___ Working data ___
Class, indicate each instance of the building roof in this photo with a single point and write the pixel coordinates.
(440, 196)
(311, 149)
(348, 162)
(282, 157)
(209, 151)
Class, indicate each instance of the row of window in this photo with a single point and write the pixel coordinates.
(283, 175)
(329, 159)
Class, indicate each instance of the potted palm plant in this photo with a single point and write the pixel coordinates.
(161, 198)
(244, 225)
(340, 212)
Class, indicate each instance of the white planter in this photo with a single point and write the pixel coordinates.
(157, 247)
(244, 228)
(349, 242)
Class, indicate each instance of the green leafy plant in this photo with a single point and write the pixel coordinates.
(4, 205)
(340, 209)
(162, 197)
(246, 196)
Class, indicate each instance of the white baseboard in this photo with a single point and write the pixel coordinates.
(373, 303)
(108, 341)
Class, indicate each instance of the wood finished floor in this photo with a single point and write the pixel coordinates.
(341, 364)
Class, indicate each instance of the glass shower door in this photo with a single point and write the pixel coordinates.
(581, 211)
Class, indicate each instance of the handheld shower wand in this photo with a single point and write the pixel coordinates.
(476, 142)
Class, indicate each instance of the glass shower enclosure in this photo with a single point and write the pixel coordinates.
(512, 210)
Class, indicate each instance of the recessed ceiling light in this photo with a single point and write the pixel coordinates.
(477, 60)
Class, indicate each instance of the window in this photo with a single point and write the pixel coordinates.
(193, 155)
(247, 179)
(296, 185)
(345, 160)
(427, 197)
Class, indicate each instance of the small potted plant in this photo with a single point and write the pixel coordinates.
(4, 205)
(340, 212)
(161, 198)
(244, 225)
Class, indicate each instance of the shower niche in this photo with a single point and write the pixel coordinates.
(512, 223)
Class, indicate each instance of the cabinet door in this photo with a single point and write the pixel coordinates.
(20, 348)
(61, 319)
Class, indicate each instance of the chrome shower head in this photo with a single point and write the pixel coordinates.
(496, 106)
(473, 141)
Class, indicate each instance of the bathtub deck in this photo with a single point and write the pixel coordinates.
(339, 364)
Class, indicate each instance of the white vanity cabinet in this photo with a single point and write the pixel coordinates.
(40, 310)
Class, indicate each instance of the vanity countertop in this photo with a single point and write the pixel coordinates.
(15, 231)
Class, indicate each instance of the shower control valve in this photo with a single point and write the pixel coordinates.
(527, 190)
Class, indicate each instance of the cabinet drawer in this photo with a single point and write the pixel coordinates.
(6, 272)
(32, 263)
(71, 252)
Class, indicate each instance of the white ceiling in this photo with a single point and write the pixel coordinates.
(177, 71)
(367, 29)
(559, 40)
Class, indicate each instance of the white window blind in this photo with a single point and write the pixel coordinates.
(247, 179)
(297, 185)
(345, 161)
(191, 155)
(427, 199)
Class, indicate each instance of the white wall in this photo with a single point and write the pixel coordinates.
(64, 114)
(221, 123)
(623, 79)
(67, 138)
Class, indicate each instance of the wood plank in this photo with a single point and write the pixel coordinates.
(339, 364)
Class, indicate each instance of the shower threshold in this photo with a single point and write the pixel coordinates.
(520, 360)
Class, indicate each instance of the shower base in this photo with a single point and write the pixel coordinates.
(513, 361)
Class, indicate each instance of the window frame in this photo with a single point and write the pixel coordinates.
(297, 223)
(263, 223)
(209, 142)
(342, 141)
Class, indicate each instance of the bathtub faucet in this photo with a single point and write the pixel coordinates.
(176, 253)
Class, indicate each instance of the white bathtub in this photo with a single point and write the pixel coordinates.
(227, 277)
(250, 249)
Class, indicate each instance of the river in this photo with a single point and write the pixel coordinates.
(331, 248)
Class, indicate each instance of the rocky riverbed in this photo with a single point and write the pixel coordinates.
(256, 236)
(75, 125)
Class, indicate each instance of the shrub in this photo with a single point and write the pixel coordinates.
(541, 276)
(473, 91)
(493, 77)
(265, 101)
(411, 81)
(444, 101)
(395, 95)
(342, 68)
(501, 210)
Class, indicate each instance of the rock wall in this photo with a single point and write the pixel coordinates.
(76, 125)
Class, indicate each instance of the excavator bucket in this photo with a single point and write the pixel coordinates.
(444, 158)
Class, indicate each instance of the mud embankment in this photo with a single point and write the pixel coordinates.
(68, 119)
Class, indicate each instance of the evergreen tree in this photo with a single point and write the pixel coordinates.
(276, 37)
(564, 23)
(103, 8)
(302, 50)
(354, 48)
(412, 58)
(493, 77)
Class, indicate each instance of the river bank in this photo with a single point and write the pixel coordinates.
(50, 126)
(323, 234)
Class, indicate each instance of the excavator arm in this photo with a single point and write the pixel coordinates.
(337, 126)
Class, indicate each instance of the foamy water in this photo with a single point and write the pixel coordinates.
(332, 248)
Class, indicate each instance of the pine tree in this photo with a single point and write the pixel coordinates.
___
Exercise =>
Put every one of the records above into a numbered list, leaving out any blank lines.

Expected answer =>
1. Class, indicate each instance of the building roof in this photo with a single point and write the pixel coordinates.
2. (440, 196)
3. (311, 149)
4. (348, 162)
5. (282, 157)
6. (209, 151)
7. Class, indicate each instance of the row of window in this photo with a single point and write the pixel coordinates.
8. (283, 175)
9. (329, 159)
10. Class, indicate each instance of the potted palm plant in this photo with a single point and write the pixel coordinates.
11. (161, 198)
12. (244, 225)
13. (340, 212)
14. Class, indicate each instance of the white planter in this photo with a single point and write the pixel coordinates.
15. (157, 247)
16. (244, 228)
17. (349, 242)
18. Class, indicate each instance of the green leafy plant in this photo with a single point and write the pixel coordinates.
19. (4, 205)
20. (340, 209)
21. (162, 197)
22. (246, 196)
23. Class, indicate each instance of the white baseboard in this photo with a single point and write the pixel coordinates.
24. (373, 303)
25. (108, 341)
26. Class, indicate each instance of the wood finished floor in this photo with a single point and write the pixel coordinates.
27. (341, 364)
28. Class, indicate each instance of the glass shower door in this photo with a single point and write the pixel coordinates.
29. (581, 211)
30. Class, indicate each instance of the handheld shower wand in this photo with a single point and write the pixel coordinates.
31. (476, 142)
32. Class, indicate each instance of the glass shower enclosure in this photo with a single point and write the pixel coordinates.
33. (512, 210)
34. Class, indicate each instance of the recessed ceiling light in this photo with a single point and write the pixel coordinates.
35. (477, 60)
36. Class, indicate each instance of the window in this photo with a single point and write the pixel coordinates.
37. (193, 155)
38. (247, 179)
39. (296, 185)
40. (345, 160)
41. (427, 197)
42. Class, indicate each instance of the small potted plant in this photo with a single point and write the pixel coordinates.
43. (4, 205)
44. (340, 212)
45. (161, 198)
46. (244, 225)
47. Class, indicate each instance of the shower niche in this photo with a single point and write the pixel coordinates.
48. (512, 223)
49. Class, indicate each instance of the cabinet door in this photo with a single point and write the pixel coordinates.
50. (20, 348)
51. (61, 319)
52. Class, indicate each instance of the chrome shower head in this photo with a single point and write the pixel coordinates.
53. (496, 106)
54. (473, 141)
55. Class, indicate each instance of the bathtub deck in this photo with a single point and write the pixel coordinates.
56. (339, 364)
57. Class, indicate each instance of the white vanity cabinet in this photo with a single point and write the pixel coordinates.
58. (40, 310)
59. Class, indicate each instance of the vanity countertop in this photo with a single point and write the pixel coordinates.
60. (15, 231)
61. Class, indicate each instance of the shower control valve in this photo with a single point and write the pixel coordinates.
62. (527, 190)
63. Class, indicate each instance of the cabinet drawer in this photo with a single point and write the pixel coordinates.
64. (6, 272)
65. (32, 263)
66. (71, 252)
67. Class, indicate each instance of the white ceiling in this photo with a single point and write the pixel coordinates.
68. (177, 71)
69. (367, 29)
70. (559, 40)
71. Class, indicate each instance of the white window blind in this photo with a single point and write the pixel coordinates.
72. (247, 179)
73. (297, 185)
74. (345, 161)
75. (191, 155)
76. (427, 199)
77. Class, indicate each instance of the white wall in this photo with a single point and write the pixel coordinates.
78. (64, 114)
79. (221, 123)
80. (623, 79)
81. (67, 138)
82. Class, indicate each instance of the wood plank in this photo with a single point and write the pixel coordinates.
83. (339, 364)
84. Class, indicate each instance of the shower threshold in this photo with a single point and write the pixel coordinates.
85. (520, 360)
86. Class, indicate each instance of the shower base in this photo with a single point and write the pixel coordinates.
87. (513, 361)
88. Class, indicate each instance of the window frame in this photo with a single point and write the pixel coordinates.
89. (297, 223)
90. (263, 223)
91. (209, 142)
92. (342, 141)
93. Class, indicate each instance of the bathtub faucet in this photo with a single point and write the pixel coordinates.
94. (176, 253)
95. Class, indicate each instance of the white bathtub in this photo with a single point and write the pixel coordinates.
96. (227, 277)
97. (250, 249)
98. Class, indicate each instance of the river in this photo with a single point and write the pixel coordinates.
99. (331, 248)
100. Class, indicate each instance of the rocky riverbed in this photo with a single point and write the pixel coordinates.
101. (256, 236)
102. (75, 125)
103. Class, indicate each instance of the shrub in this photo with a single point and write the pixel coordinates.
104. (541, 276)
105. (473, 91)
106. (493, 77)
107. (265, 101)
108. (411, 81)
109. (444, 101)
110. (395, 95)
111. (342, 68)
112. (501, 210)
113. Class, indicate each instance of the rock wall in this photo with a single point and write the pixel coordinates.
114. (76, 125)
115. Class, indicate each instance of the excavator bucket in this photo with a single point and write the pixel coordinates.
116. (444, 158)
117. Class, indicate each instance of the mud embankment in this photo with a single point and write the pixel coordinates.
118. (68, 119)
119. Class, indicate each instance of the evergreen tree in this photo with a single point and write the pixel coordinates.
120. (276, 37)
121. (564, 23)
122. (103, 8)
123. (302, 50)
124. (354, 48)
125. (412, 58)
126. (493, 77)
127. Class, indicate each instance of the river bank in this photo with a single point and write the pixel coordinates.
128. (50, 126)
129. (323, 234)
130. Class, indicate each instance of the excavator arm in this photo with a single point and write the pixel coordinates.
131. (337, 126)
132. Class, indicate each instance of the foamy water in this photo with a single point and write the pixel coordinates.
133. (332, 248)
134. Class, indicate each instance of the pine tree in this photo with a single point and write the pixel coordinates.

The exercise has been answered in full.